* Problem *
Please return exactly the lines from the one containing "Can you find the weathered stone" through the end of the records, including both.

Dataset items:
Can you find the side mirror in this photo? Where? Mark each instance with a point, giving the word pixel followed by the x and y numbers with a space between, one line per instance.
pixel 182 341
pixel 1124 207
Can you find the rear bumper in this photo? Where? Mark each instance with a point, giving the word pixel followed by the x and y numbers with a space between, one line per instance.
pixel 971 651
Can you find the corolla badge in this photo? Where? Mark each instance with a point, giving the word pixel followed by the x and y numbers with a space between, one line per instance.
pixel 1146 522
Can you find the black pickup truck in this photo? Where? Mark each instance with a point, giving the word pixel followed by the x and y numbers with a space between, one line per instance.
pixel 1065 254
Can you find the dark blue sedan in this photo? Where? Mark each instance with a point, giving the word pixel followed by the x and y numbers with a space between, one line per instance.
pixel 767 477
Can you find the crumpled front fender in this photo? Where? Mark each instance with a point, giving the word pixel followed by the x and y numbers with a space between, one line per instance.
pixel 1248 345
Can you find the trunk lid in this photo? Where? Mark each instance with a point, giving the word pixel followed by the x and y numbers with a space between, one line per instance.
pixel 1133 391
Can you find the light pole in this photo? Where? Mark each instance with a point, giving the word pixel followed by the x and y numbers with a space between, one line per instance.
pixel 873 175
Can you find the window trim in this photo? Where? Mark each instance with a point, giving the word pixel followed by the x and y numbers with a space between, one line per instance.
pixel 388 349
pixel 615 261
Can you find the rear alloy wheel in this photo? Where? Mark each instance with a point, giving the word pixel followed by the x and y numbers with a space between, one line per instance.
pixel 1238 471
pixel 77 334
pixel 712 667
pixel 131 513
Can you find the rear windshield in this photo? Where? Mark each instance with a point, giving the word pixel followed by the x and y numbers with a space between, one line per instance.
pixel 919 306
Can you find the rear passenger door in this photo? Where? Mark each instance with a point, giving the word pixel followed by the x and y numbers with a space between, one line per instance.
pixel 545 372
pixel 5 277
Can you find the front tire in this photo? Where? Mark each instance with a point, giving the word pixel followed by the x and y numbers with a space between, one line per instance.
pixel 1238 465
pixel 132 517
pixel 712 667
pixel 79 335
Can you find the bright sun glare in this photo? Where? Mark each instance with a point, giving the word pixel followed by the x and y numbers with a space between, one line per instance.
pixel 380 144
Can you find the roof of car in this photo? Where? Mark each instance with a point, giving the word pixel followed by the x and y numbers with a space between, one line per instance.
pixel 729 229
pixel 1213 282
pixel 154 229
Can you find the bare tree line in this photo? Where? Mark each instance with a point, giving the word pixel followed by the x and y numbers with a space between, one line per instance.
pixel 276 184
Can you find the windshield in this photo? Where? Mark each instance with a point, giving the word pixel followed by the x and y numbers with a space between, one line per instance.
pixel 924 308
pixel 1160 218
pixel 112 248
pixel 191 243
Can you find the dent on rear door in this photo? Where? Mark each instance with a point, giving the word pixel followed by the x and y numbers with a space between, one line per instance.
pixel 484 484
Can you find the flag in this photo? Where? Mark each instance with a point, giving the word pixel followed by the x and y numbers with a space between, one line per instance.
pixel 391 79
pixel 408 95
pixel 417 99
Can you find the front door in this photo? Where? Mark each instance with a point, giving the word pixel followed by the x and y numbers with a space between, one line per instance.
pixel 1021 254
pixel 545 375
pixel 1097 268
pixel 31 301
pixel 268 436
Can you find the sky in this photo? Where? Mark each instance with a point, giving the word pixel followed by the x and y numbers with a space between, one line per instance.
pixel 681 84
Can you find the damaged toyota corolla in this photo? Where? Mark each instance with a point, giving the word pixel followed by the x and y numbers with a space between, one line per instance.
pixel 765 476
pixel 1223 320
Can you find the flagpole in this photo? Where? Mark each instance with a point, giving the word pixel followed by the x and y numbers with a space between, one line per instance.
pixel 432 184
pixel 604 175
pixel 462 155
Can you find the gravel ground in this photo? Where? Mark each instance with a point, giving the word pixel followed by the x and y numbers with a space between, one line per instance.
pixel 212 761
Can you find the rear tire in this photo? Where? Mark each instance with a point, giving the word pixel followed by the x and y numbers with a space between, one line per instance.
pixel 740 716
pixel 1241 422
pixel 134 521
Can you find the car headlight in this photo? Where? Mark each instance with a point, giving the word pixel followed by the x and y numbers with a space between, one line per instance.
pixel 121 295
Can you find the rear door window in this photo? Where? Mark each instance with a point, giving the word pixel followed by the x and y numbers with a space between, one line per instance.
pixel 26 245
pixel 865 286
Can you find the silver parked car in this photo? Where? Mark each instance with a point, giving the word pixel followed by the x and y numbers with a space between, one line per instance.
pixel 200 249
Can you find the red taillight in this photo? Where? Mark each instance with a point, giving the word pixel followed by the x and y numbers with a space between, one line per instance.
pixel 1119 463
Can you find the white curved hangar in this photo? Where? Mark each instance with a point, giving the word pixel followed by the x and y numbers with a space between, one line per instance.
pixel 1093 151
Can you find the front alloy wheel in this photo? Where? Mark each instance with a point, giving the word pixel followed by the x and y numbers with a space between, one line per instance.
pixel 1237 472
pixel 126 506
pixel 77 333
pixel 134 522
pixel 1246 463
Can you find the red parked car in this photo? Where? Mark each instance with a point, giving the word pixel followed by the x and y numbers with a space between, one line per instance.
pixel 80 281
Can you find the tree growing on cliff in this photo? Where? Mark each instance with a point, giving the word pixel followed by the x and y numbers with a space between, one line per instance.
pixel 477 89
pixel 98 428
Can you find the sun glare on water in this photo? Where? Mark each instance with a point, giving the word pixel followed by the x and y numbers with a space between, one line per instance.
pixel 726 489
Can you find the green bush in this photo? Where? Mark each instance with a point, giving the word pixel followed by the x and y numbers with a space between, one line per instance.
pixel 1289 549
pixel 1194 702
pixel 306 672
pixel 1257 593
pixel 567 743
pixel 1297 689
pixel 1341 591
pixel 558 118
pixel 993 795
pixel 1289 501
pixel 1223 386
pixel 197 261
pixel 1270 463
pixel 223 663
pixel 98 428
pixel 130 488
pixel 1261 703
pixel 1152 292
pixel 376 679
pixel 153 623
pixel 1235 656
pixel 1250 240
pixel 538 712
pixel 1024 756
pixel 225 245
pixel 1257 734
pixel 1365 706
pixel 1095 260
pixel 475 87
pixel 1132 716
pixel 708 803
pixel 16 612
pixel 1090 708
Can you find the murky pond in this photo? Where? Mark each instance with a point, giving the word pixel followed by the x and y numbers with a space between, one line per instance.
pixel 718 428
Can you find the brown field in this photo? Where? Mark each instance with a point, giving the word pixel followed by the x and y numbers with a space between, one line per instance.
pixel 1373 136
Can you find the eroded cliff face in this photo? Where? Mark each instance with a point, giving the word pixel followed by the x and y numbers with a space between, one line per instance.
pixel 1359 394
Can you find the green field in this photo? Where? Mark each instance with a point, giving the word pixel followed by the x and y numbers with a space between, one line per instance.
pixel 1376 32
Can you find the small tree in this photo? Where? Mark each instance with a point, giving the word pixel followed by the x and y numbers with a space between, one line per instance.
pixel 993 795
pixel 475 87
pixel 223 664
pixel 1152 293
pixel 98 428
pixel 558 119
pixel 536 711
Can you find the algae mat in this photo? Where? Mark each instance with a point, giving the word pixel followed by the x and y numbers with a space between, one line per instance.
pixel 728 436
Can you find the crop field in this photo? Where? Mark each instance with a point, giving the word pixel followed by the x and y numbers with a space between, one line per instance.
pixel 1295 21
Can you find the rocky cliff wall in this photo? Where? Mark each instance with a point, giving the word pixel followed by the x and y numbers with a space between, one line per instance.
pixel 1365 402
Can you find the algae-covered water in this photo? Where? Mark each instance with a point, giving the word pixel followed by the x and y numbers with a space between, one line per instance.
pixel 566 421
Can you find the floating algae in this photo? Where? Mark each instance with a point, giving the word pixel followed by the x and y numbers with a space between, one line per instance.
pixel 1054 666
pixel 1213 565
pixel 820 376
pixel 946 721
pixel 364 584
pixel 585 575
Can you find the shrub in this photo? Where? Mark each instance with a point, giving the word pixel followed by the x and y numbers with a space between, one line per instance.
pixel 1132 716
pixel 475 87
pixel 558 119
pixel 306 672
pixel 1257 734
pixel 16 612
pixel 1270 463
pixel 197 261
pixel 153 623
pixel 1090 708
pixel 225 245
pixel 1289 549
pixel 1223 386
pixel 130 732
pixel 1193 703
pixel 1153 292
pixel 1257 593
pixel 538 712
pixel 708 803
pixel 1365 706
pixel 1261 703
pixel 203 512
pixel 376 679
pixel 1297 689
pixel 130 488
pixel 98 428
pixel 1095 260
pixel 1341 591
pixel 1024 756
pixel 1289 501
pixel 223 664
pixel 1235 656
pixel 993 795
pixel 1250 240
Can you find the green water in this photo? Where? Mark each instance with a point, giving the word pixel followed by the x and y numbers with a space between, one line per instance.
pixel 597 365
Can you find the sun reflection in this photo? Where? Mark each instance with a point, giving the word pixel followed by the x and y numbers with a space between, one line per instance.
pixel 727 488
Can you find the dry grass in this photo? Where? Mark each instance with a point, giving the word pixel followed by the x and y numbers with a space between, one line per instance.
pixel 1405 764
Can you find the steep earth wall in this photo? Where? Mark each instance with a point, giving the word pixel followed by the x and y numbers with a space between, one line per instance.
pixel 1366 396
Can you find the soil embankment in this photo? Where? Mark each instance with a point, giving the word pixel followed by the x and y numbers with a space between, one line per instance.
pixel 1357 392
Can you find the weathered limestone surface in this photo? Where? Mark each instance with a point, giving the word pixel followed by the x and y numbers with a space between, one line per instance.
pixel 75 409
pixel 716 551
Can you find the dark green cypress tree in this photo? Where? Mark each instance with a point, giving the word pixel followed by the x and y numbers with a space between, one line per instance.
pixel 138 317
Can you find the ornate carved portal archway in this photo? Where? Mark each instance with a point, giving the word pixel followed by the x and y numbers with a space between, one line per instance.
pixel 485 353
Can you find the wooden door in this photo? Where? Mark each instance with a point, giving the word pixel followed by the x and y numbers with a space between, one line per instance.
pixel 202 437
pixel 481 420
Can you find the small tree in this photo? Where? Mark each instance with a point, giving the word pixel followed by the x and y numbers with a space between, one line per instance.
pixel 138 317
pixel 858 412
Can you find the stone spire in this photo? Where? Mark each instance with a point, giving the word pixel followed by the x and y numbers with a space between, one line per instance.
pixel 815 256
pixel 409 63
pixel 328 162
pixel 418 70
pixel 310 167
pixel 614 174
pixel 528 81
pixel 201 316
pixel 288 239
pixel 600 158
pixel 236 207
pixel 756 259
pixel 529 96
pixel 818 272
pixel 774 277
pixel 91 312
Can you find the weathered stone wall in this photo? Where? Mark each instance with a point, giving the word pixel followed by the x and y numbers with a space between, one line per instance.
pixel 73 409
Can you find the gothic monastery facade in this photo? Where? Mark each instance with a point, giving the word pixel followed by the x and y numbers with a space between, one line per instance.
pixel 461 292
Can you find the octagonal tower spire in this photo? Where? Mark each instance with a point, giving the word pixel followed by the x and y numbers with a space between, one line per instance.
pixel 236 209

* Task output *
Can you find the weathered stone wall in this photo? Where? Mark each instance with a point, giving the word pixel followed by the x and y numbers with a space between, one line per instance.
pixel 73 409
Can you find the gothic monastery facade in this photo? Where? Mark each instance with a point, giving the word pixel followed by the x and y numbers with a space between, one line per instance.
pixel 461 292
Can you find the octagonal tower spire in this photo? Where? Mark each instance with a point, giving the word pixel followed by the x and y numbers with a space between, one line per instance.
pixel 236 209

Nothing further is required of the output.